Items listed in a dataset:
==================================================

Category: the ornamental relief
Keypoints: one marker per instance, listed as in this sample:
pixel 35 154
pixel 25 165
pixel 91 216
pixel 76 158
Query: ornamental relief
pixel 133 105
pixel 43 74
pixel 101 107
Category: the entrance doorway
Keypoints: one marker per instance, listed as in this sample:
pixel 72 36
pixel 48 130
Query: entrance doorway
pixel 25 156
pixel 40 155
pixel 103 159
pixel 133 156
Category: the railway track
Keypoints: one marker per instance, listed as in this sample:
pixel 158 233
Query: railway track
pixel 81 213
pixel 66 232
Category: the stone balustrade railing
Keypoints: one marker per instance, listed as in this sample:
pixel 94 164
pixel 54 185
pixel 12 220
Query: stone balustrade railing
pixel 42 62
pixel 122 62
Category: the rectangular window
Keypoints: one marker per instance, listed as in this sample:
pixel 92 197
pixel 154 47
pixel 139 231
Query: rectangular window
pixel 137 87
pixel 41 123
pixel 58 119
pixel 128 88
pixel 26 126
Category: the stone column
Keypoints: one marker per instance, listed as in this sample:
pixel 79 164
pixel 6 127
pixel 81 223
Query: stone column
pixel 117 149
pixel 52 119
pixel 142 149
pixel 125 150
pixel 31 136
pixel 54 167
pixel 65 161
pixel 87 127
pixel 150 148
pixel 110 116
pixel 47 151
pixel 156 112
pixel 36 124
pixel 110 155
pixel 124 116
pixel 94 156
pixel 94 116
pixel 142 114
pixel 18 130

==================================================

▶ _Task_
Copy the rows above word for word, starting at the line that contains "Category: the entrance doorway" and ending with the final line of the rows.

▶ _Written response_
Category: the entrance doorway
Keypoints: one marker per instance, listed as in this sample:
pixel 72 36
pixel 48 130
Query: entrance doorway
pixel 25 156
pixel 40 155
pixel 103 159
pixel 133 156
Category: the railway track
Keypoints: one marker per instance, listed as in this sample:
pixel 158 233
Query: railway track
pixel 81 213
pixel 66 232
Category: the stone balustrade railing
Keypoints: one marker per instance, listed as in this sample:
pixel 94 164
pixel 54 185
pixel 12 220
Query: stone balustrade railing
pixel 42 62
pixel 122 62
Category: the rectangular window
Keypoints: one marker per instance, listed as in this sample:
pixel 92 197
pixel 154 47
pixel 139 231
Query: rectangular window
pixel 137 87
pixel 41 123
pixel 58 119
pixel 128 88
pixel 26 126
Category: the stone column
Keypoints: one marker per instance, listed as in this sample:
pixel 79 164
pixel 6 127
pixel 81 223
Query: stone column
pixel 117 149
pixel 52 119
pixel 142 149
pixel 125 150
pixel 31 136
pixel 54 167
pixel 65 161
pixel 87 127
pixel 150 148
pixel 110 116
pixel 47 151
pixel 156 112
pixel 36 124
pixel 110 155
pixel 124 116
pixel 94 156
pixel 94 116
pixel 142 114
pixel 18 130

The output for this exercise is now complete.